- Supplied text
%%

Eulogy for Frances May Glassy
Today we gather to honor and remember the long life of a truly great woman.
Greatest shouldn't be understood as fame. She certainly wasn't known to many people outside of her group of family and friends. Nor should greatness only be understood as power, a classical understanding, Frances couldn't be described as politically influential, by any means. Nor did she have outstanding financial resources that would somehow put her in the category of greatness.
Frances was great because she developed a significant list of personal qualities that make someone fit to be called great. Qualities that everyone of us here would love to have. She was loving, loyal, kind, fun, disciplined, giving, caring, thoughtful, responsible, a selfless person. Frances was a great listener - was more interested in trying to care for others, than to be care for herself. She experienced difficulty, pain and disappointment in her life, but she didn't dwell on it or live in that territory for too long. She had a great set of priorities. Putting people first, taking care of your own and your responsibilities, and then having a good time. Frances May Glassy was a great woman.
Born to Franz and Velma Hanson in Lisbon, North Dakota on May 4th, 1913. Frances and her soon-to-be-seven siblings, lived and grew up on a farm in Gwinner, North Dakota. On a cold day in the Northwest, maybe an inch or two of snow, she could be coaxed into telling stories of some truly freezing winters on the farm. She would also on occasion tell stories of cooking and baking with her mother on the farm. And looking after her brothers as they got into mischief. She loved her brothers and sisters very much and always looked forward to passing the time with them.
She was a North Dakota girl, from Swedish parents, and it showed all her life. Yet the majority of her life was lived here in Tacoma, where she moved with her parents in 1937. She had a series of jobs as a housekeeper and nanny for some wealthy families in North Tacoma. She did this sort of work until she met Frank Glassy at a dance. She feel in love and married Frank and they started a family.

%%

Quote the eulogy word for word, starting at "Born to Franz" and ending at "time with them.".

- Recorded data
%%

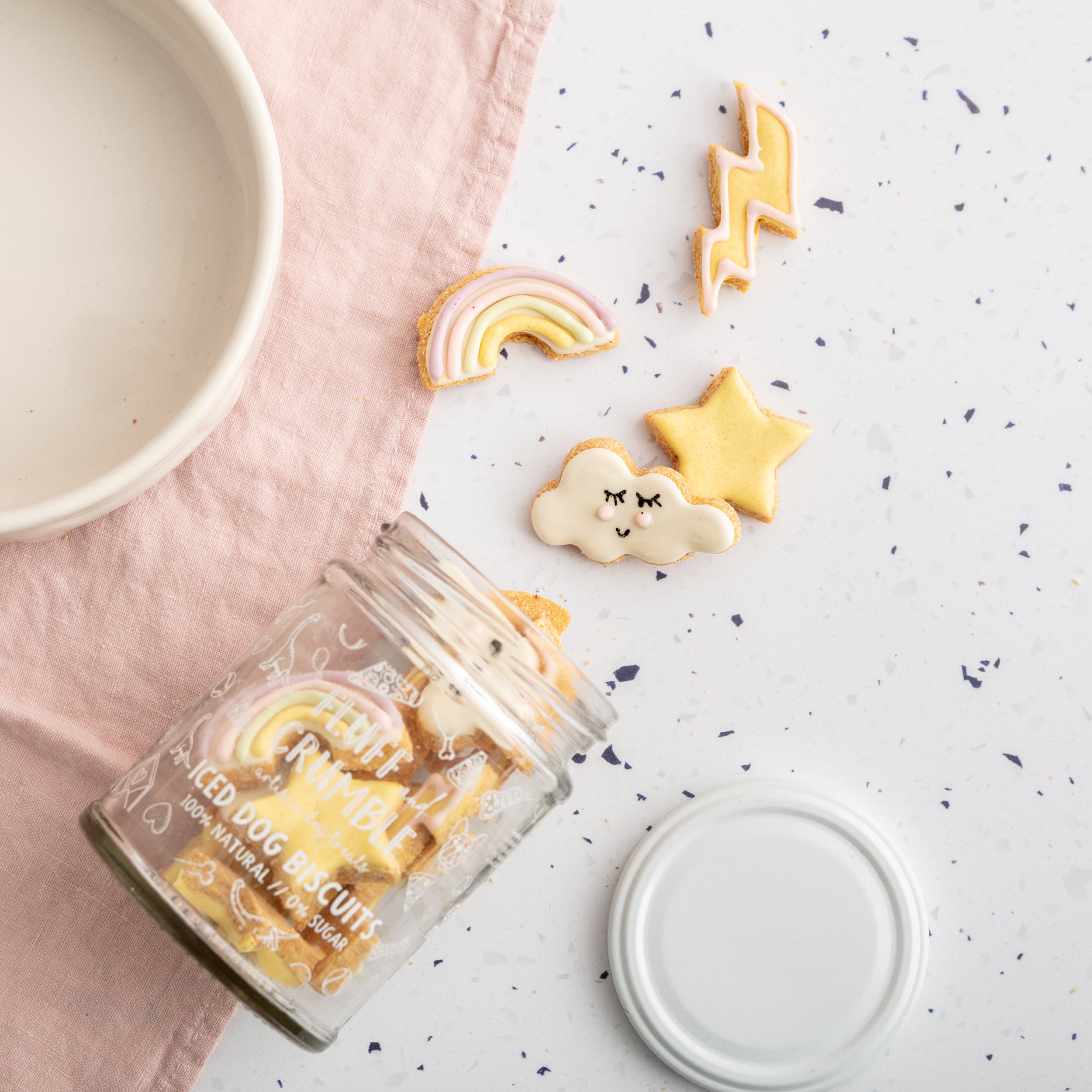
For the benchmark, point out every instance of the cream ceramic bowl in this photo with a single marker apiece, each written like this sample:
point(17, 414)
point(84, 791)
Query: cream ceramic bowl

%%

- Complete response
Born to Franz and Velma Hanson in Lisbon, North Dakota on May 4th, 1913. Frances and her soon-to-be-seven siblings, lived and grew up on a farm in Gwinner, North Dakota. On a cold day in the Northwest, maybe an inch or two of snow, she could be coaxed into telling stories of some truly freezing winters on the farm. She would also on occasion tell stories of cooking and baking with her mother on the farm. And looking after her brothers as they got into mischief. She loved her brothers and sisters very much and always looked forward to passing the time with them.